▸ GIVEN DATA

□ □ □ □ □ □ □

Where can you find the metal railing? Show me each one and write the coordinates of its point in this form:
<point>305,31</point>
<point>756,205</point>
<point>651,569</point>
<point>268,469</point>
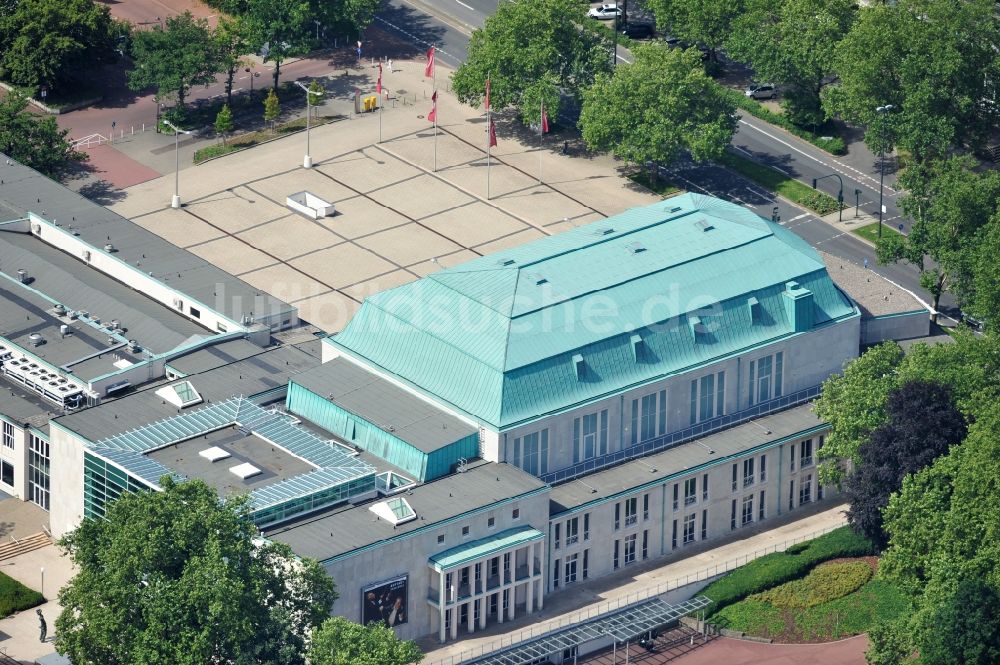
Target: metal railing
<point>601,609</point>
<point>682,436</point>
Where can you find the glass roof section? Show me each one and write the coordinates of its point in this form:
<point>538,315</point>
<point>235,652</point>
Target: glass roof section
<point>622,625</point>
<point>334,464</point>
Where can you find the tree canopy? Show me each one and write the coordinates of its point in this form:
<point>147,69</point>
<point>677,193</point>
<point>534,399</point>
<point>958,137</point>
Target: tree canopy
<point>525,47</point>
<point>180,577</point>
<point>342,642</point>
<point>934,60</point>
<point>657,107</point>
<point>35,141</point>
<point>175,57</point>
<point>922,422</point>
<point>53,42</point>
<point>793,43</point>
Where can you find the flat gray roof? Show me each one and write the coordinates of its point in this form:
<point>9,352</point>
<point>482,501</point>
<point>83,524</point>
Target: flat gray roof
<point>215,356</point>
<point>384,404</point>
<point>274,463</point>
<point>25,190</point>
<point>481,485</point>
<point>685,457</point>
<point>248,377</point>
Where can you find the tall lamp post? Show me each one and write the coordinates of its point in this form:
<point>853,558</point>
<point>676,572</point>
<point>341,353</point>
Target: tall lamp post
<point>307,159</point>
<point>175,201</point>
<point>882,111</point>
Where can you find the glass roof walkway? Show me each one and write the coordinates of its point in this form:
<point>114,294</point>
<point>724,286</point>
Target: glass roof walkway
<point>623,625</point>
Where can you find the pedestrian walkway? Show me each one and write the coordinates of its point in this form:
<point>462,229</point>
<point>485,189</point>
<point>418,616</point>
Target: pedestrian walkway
<point>593,597</point>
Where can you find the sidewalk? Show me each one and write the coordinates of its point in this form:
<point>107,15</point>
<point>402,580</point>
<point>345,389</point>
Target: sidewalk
<point>577,601</point>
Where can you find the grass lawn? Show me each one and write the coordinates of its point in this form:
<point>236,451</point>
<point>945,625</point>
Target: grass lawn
<point>775,181</point>
<point>844,616</point>
<point>15,597</point>
<point>870,231</point>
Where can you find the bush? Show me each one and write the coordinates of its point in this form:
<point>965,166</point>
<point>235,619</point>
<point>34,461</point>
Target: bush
<point>15,597</point>
<point>823,584</point>
<point>774,569</point>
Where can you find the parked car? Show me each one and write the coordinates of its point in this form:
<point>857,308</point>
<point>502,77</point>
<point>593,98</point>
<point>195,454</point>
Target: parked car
<point>761,91</point>
<point>606,11</point>
<point>639,30</point>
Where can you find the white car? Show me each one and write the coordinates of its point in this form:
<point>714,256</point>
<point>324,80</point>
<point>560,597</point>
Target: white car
<point>605,12</point>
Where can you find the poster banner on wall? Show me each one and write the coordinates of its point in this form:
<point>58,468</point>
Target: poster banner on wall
<point>385,601</point>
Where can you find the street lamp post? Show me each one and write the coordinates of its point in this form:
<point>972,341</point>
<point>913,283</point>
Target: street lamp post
<point>882,111</point>
<point>307,160</point>
<point>840,194</point>
<point>175,201</point>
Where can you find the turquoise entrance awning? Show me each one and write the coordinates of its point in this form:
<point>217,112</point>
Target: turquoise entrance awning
<point>477,549</point>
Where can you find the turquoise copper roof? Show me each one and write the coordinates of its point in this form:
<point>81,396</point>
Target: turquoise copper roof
<point>647,293</point>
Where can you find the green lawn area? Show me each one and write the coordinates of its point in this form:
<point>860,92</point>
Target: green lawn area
<point>15,597</point>
<point>775,181</point>
<point>870,231</point>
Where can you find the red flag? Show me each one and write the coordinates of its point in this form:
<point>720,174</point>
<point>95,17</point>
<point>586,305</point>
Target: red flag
<point>432,116</point>
<point>429,68</point>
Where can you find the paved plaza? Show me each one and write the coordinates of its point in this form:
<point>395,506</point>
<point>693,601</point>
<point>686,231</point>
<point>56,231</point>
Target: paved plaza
<point>397,219</point>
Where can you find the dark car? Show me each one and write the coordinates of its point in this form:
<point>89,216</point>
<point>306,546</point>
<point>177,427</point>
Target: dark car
<point>639,30</point>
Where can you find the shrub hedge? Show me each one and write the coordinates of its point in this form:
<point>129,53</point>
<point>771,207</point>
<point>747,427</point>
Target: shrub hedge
<point>824,583</point>
<point>780,567</point>
<point>15,597</point>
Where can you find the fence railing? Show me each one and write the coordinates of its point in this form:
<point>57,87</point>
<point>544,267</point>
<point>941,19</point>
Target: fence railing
<point>601,609</point>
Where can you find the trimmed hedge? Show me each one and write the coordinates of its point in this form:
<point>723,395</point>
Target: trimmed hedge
<point>15,597</point>
<point>824,583</point>
<point>780,567</point>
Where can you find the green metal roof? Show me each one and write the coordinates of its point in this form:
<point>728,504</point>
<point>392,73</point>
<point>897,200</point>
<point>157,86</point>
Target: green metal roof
<point>477,549</point>
<point>496,337</point>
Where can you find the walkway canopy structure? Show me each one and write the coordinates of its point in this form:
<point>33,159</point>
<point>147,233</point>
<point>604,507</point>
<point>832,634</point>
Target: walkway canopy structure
<point>622,625</point>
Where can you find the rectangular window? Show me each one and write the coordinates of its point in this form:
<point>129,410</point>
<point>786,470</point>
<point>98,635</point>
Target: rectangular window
<point>747,515</point>
<point>690,491</point>
<point>805,490</point>
<point>805,458</point>
<point>689,528</point>
<point>630,549</point>
<point>572,531</point>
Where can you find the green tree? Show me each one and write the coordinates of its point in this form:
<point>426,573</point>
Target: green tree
<point>224,122</point>
<point>342,642</point>
<point>705,22</point>
<point>232,39</point>
<point>279,29</point>
<point>35,141</point>
<point>272,108</point>
<point>54,42</point>
<point>524,43</point>
<point>181,577</point>
<point>653,109</point>
<point>793,43</point>
<point>934,60</point>
<point>950,203</point>
<point>174,58</point>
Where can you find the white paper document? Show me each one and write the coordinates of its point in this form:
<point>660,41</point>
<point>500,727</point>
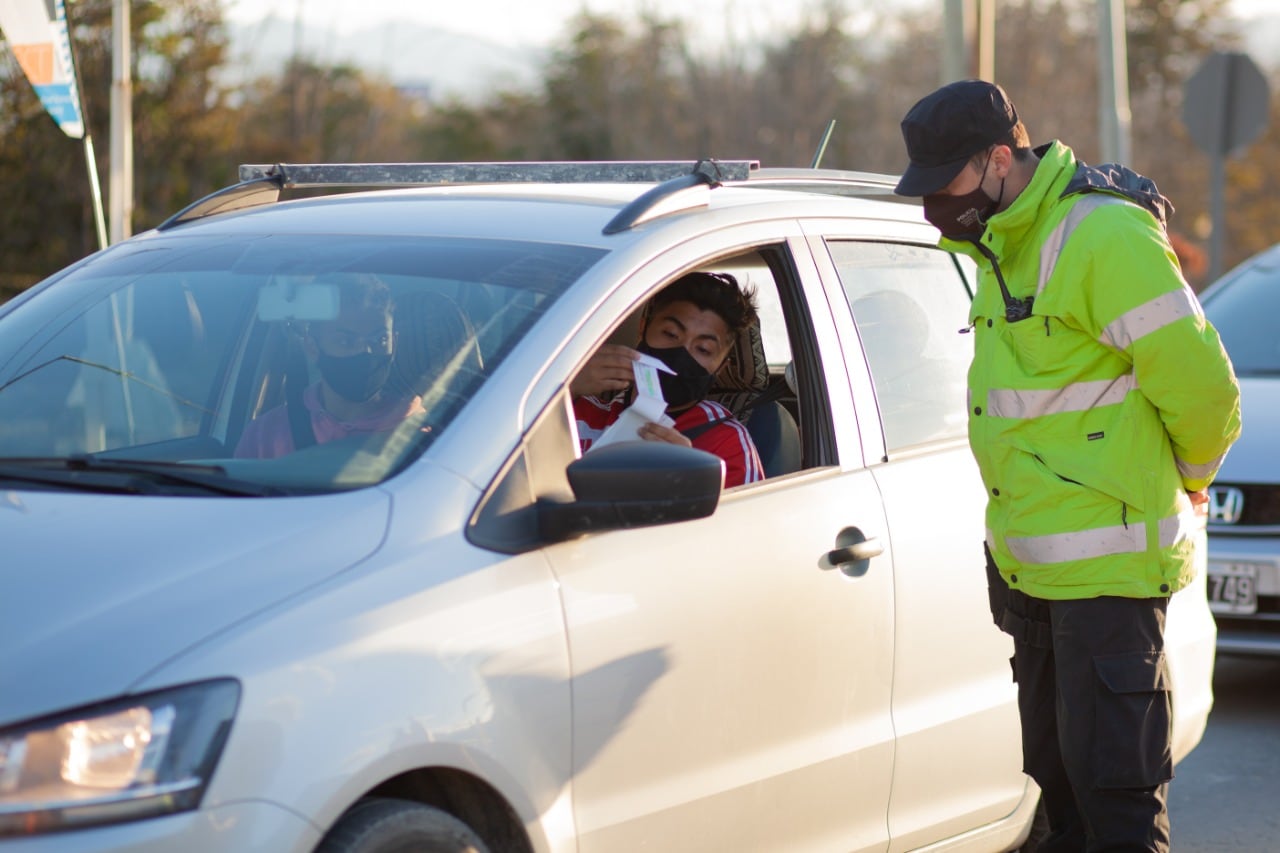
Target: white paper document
<point>649,405</point>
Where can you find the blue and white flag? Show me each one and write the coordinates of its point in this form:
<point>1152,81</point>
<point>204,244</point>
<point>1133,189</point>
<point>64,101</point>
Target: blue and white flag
<point>36,33</point>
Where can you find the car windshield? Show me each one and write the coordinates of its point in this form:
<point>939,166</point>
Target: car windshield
<point>260,364</point>
<point>1243,310</point>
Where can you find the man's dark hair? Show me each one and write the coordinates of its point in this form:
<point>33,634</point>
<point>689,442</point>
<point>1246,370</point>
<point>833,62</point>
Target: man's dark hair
<point>1019,144</point>
<point>718,292</point>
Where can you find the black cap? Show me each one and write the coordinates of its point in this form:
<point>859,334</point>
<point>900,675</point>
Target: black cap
<point>947,127</point>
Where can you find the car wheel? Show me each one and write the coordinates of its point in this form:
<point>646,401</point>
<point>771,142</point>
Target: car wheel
<point>400,826</point>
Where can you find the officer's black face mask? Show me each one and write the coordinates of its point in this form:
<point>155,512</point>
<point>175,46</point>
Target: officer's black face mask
<point>690,382</point>
<point>963,217</point>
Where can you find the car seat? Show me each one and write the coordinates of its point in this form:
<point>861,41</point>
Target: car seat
<point>743,386</point>
<point>437,354</point>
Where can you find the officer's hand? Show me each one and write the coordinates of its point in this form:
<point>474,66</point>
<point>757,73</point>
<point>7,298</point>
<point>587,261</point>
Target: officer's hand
<point>608,370</point>
<point>652,432</point>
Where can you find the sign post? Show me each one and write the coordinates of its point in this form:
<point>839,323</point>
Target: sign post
<point>1225,106</point>
<point>36,31</point>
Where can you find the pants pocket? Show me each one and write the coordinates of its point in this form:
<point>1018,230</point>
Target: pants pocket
<point>1133,717</point>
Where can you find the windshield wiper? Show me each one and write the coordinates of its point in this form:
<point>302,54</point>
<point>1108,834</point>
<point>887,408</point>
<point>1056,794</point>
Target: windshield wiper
<point>82,471</point>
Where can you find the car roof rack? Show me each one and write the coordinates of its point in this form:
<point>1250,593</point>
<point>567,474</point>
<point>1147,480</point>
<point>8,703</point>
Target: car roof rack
<point>676,182</point>
<point>261,183</point>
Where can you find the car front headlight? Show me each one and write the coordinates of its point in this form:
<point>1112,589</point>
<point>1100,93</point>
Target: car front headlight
<point>126,760</point>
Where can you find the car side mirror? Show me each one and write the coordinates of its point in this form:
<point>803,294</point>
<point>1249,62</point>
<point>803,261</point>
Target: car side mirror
<point>634,484</point>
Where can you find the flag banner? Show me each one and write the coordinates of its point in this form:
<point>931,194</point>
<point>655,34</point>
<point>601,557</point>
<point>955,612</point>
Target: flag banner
<point>36,33</point>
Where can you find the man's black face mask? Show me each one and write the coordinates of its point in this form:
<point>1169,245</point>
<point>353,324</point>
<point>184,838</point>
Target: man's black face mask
<point>356,378</point>
<point>690,382</point>
<point>963,217</point>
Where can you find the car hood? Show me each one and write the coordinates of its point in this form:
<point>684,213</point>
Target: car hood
<point>101,589</point>
<point>1253,459</point>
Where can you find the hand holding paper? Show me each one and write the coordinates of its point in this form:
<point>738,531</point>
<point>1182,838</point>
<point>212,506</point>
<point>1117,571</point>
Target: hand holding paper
<point>649,405</point>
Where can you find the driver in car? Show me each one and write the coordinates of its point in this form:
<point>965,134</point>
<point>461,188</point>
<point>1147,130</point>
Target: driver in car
<point>352,354</point>
<point>691,327</point>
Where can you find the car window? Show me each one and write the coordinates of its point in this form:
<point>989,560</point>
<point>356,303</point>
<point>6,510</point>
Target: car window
<point>179,351</point>
<point>1243,311</point>
<point>787,420</point>
<point>910,305</point>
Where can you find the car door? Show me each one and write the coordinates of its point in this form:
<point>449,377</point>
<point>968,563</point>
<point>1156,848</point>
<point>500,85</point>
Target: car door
<point>959,762</point>
<point>731,689</point>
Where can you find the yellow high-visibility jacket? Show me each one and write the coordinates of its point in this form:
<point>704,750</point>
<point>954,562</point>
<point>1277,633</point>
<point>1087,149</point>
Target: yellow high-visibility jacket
<point>1092,418</point>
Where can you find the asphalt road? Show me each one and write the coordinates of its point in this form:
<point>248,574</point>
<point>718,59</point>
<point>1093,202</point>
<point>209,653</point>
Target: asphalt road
<point>1225,794</point>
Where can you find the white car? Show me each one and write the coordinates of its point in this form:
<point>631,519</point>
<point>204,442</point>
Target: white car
<point>1244,501</point>
<point>464,633</point>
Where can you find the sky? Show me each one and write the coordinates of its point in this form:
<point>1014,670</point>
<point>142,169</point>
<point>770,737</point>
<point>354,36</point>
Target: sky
<point>539,22</point>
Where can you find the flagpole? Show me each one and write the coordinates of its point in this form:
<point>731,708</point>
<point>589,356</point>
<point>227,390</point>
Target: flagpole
<point>120,186</point>
<point>95,190</point>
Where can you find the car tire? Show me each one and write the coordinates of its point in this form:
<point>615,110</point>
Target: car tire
<point>380,825</point>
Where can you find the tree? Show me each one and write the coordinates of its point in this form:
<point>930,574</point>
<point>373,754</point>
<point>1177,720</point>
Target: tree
<point>181,128</point>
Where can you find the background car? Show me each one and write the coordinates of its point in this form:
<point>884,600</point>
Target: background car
<point>464,630</point>
<point>1244,501</point>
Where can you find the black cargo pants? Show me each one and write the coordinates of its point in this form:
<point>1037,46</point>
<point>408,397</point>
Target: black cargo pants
<point>1095,707</point>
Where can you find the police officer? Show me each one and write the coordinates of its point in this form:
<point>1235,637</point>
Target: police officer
<point>1101,405</point>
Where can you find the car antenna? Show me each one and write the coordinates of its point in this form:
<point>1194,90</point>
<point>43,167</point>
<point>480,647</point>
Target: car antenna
<point>822,146</point>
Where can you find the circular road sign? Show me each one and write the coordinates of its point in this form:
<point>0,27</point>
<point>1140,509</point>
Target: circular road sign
<point>1225,104</point>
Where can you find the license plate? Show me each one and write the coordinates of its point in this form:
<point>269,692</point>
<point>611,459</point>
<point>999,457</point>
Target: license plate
<point>1233,588</point>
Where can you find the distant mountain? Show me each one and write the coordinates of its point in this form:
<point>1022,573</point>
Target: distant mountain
<point>426,59</point>
<point>439,64</point>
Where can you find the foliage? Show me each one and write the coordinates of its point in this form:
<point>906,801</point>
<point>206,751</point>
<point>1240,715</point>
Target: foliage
<point>613,89</point>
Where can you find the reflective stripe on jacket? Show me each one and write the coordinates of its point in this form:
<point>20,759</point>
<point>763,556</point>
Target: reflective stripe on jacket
<point>1095,415</point>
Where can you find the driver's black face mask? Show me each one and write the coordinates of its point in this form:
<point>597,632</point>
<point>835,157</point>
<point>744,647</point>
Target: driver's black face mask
<point>963,217</point>
<point>690,382</point>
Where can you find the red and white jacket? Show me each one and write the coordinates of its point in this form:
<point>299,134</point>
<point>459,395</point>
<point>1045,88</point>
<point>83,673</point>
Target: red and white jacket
<point>727,438</point>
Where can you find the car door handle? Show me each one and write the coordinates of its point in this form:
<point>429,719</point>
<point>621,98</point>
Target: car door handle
<point>853,557</point>
<point>855,552</point>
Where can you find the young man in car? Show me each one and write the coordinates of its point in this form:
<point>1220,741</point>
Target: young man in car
<point>690,325</point>
<point>1101,407</point>
<point>353,354</point>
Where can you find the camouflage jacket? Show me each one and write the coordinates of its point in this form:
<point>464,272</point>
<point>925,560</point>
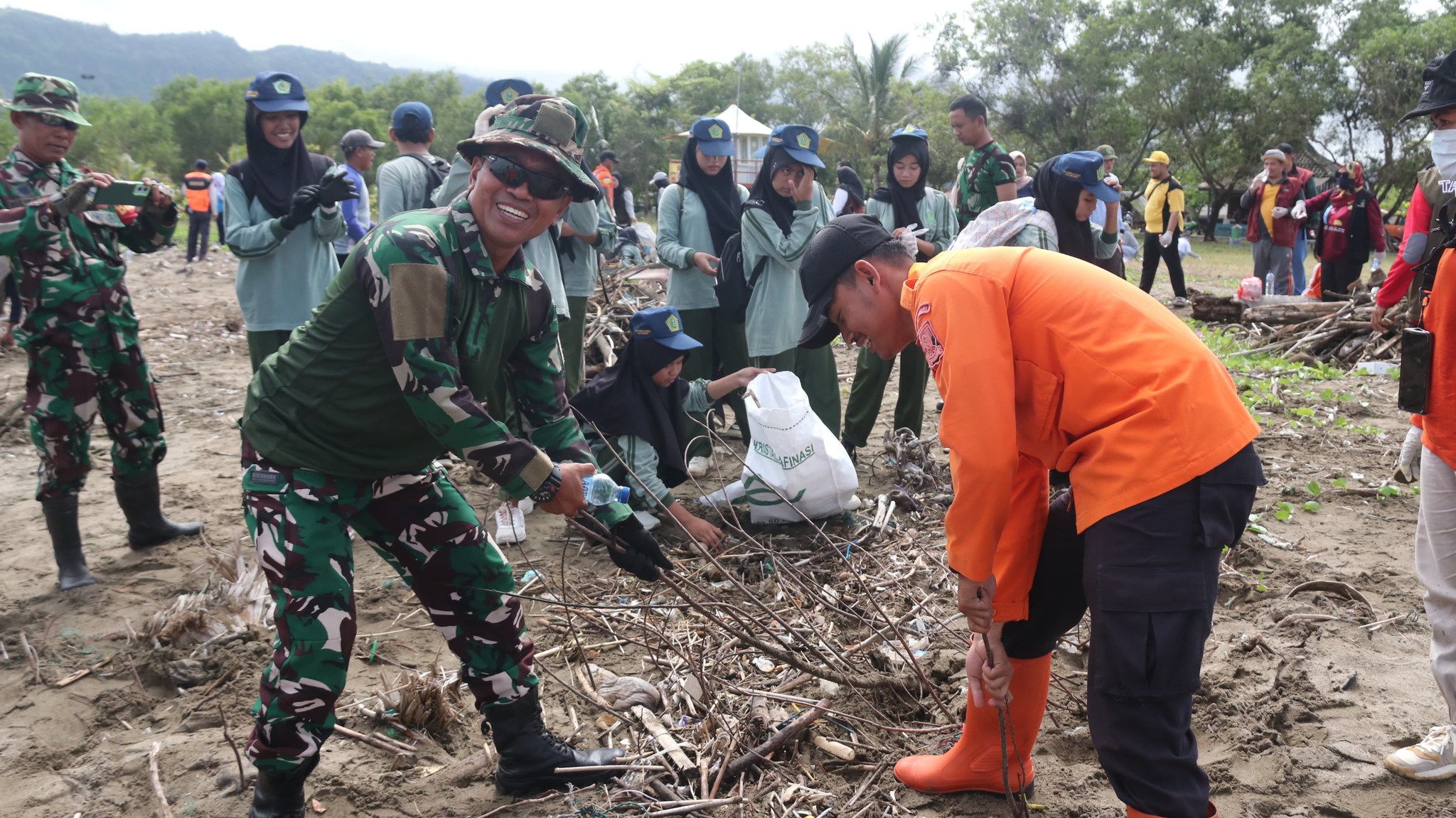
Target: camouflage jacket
<point>421,347</point>
<point>72,273</point>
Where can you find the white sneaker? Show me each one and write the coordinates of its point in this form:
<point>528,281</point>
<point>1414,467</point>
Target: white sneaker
<point>510,524</point>
<point>1432,760</point>
<point>700,466</point>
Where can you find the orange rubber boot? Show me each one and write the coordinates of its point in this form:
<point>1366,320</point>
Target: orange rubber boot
<point>1214,812</point>
<point>975,763</point>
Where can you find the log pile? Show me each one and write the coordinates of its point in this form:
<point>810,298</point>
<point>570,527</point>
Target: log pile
<point>619,296</point>
<point>1331,332</point>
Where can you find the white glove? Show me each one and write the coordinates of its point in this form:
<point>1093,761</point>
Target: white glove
<point>1408,466</point>
<point>909,237</point>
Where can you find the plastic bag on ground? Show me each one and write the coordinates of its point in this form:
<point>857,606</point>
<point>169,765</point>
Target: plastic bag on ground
<point>794,456</point>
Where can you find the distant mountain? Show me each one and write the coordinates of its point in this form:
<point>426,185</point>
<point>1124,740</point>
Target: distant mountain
<point>107,63</point>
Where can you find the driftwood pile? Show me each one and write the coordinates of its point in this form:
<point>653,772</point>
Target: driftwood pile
<point>611,309</point>
<point>1331,332</point>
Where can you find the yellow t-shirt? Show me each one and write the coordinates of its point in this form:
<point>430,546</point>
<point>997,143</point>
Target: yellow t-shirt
<point>1164,198</point>
<point>1267,207</point>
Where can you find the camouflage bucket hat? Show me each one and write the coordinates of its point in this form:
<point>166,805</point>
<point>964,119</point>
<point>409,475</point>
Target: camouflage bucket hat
<point>547,124</point>
<point>38,94</point>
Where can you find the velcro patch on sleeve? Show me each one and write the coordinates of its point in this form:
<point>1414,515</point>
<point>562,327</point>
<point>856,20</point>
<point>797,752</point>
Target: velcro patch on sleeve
<point>417,294</point>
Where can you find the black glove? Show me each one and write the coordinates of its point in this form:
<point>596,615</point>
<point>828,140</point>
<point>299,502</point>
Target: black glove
<point>305,201</point>
<point>643,555</point>
<point>336,187</point>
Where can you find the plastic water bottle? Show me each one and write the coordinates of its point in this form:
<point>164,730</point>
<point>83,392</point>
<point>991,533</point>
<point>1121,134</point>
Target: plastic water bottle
<point>600,490</point>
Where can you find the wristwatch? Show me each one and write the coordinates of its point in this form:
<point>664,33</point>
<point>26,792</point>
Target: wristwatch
<point>550,487</point>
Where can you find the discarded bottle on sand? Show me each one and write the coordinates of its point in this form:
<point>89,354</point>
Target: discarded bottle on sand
<point>601,490</point>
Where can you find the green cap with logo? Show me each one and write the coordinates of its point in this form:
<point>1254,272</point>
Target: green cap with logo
<point>547,124</point>
<point>40,94</point>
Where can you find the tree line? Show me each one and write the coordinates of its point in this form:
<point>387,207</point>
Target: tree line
<point>1210,82</point>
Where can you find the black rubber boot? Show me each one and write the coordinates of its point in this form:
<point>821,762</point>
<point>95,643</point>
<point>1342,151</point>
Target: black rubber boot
<point>530,753</point>
<point>66,540</point>
<point>140,500</point>
<point>280,795</point>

□ □ □ □ □ □ □

▸ TASK REQUIREMENTS
Reproduce the material word for word, starting with the line that contains "Where can you find the officer's hand?" and going on through the line that contains "<point>1133,717</point>".

▸ EXERCISE RESPONSE
Where can you find the officer's hand? Show me each one and write the coordinates of its point in this form:
<point>474,66</point>
<point>757,73</point>
<point>7,298</point>
<point>587,261</point>
Target: officer's hand
<point>608,370</point>
<point>652,432</point>
Where can you find the sign post? Show me each one and write the coordinates of its point in this form:
<point>839,323</point>
Target: sign post
<point>1225,106</point>
<point>36,31</point>
Where can you find the pants pocket? Show me each one and write the coordinates of its point in this form:
<point>1018,230</point>
Target: pants pocket
<point>1133,717</point>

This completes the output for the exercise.